* To do *
A) Reproduce verbatim the stretch of the passage on Turkey and Cyprus's exclusive economic zone from "- In 2018, the" through "received from Cyprus.".
B) List every vessel, company, and drilling prospect named in the passage on Turkey and Cyprus's exclusive economic zone.

* Page *
Turkey has also been actively attempting to delegitimize Cyprus’ claimed EEZ in the eastern Mediterranean by both conducting energy exploration in waters that Cyprus directly claims, as well as harassing foreign companies that are operating on behalf of the Cypriot government. Turkey has argued that Cyprus’ claimed EEZ is not legal because it was not done in coordination with the Turkish Republic of Northern Cyprus, which Ankara recognizes as a legitimate government for all of Cyprus. Turkey also argues that, as an island, Cyprus cannot claim a full EEZ.
- Turkey’s Yavuz vessel is currently drilling off the coast of Western Cyprus.
- Turkey’s Barbados vessel is also currently researching in the Northern Cyprus territorial waters that Turkey recognizes as a part of an oil exploration block held by the state-owned Turkish Petroleum Corporation.
- In 2018, the Turkish navy prevented the Italian oil firm Eni from drilling on its Cuttlefish prospect in an exploration block the company received from Cyprus.

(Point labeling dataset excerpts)

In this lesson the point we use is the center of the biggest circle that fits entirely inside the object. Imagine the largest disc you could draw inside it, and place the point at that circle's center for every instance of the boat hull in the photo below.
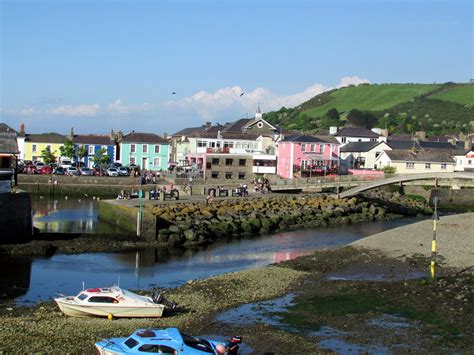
(117, 311)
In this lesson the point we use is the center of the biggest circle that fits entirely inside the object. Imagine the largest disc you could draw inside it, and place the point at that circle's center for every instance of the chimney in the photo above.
(421, 135)
(468, 142)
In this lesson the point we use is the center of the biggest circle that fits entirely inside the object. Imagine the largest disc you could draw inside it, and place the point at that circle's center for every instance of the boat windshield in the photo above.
(82, 296)
(196, 343)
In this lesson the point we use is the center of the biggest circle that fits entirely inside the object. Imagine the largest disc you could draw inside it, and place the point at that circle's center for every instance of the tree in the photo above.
(333, 114)
(48, 156)
(68, 150)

* Task responses *
A)
- In 2018, the Turkish navy prevented the Italian oil firm Eni from drilling on its Cuttlefish prospect in an exploration block the company received from Cyprus.

B)
- Yavuz (vessel)
- Barbados (vessel)
- Turkish Petroleum Corporation (company)
- Eni (company)
- Cuttlefish (drilling prospect)